[[ Material provided open ]]

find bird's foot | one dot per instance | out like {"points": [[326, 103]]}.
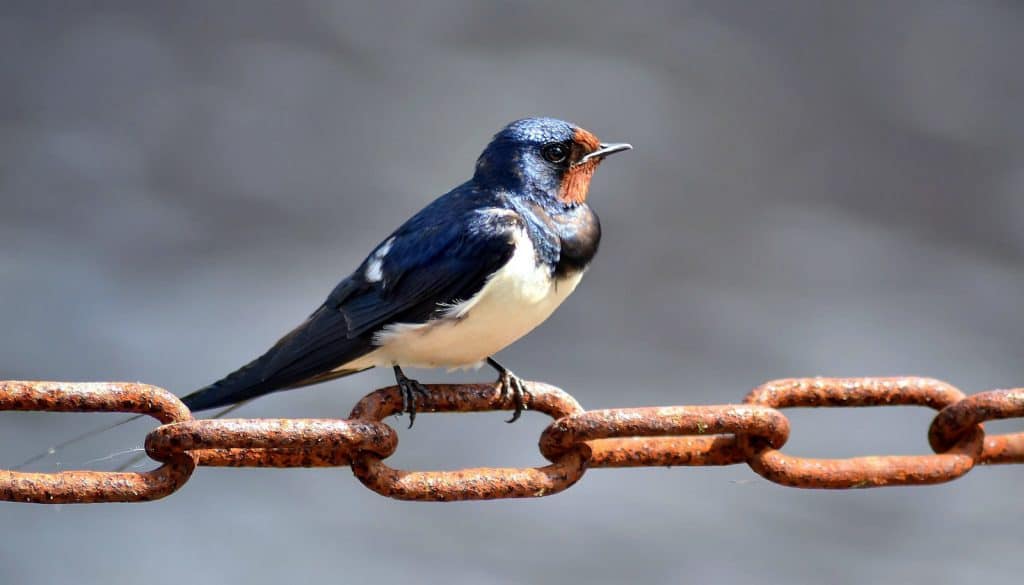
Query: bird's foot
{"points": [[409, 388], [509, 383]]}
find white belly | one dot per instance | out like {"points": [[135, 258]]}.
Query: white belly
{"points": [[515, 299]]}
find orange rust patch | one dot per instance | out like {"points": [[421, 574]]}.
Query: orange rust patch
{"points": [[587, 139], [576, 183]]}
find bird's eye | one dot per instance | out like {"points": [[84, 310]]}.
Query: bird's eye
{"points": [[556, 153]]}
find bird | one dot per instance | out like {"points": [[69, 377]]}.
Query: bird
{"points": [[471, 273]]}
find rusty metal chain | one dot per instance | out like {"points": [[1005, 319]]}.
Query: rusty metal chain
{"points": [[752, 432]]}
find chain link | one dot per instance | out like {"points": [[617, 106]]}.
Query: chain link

[[ Material provided closed ]]
[[ Material provided open ]]

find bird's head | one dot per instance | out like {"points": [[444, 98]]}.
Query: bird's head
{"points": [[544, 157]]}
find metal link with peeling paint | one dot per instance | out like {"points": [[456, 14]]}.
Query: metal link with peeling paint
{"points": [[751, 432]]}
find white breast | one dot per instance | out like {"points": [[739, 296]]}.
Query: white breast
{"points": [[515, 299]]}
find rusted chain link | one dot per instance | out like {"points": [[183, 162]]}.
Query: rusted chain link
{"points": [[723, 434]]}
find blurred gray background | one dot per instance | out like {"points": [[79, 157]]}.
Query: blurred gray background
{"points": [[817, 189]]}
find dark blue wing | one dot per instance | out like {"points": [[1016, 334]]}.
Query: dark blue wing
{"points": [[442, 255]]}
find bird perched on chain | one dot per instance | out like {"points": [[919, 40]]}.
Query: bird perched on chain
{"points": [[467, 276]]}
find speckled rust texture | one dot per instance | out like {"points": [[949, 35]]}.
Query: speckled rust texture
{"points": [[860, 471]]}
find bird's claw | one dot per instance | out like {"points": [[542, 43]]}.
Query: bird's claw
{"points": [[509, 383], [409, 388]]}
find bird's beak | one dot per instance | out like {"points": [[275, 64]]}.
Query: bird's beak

[[ Material provided closed ]]

→ **Assigned task**
Where the listing above reaches the line that contains "Query: bird's foot", start retyping, and finish with the line that contains "Query: chain link"; reproduce those lines exactly and no others.

→ **Exercise answer**
Query: bird's foot
{"points": [[409, 388], [509, 383]]}
find white belly | one dot per instance | out like {"points": [[135, 258]]}.
Query: white belly
{"points": [[515, 299]]}
find orange rust patch | one dot per instance | out like {"points": [[421, 574]]}.
Query: orange rust patch
{"points": [[587, 139], [576, 183]]}
find bird's eye | one dot per instance | out like {"points": [[84, 310]]}.
Query: bird's eye
{"points": [[556, 153]]}
find bird | one dot per instance | out like {"points": [[69, 377]]}.
Query: bird
{"points": [[471, 273]]}
find rusty metal chain | one dot per instance | out like {"points": [[1005, 319]]}.
Query: rusty metal chain
{"points": [[752, 432]]}
find chain link | one dot per instance | out like {"points": [[617, 106]]}.
Query: chain link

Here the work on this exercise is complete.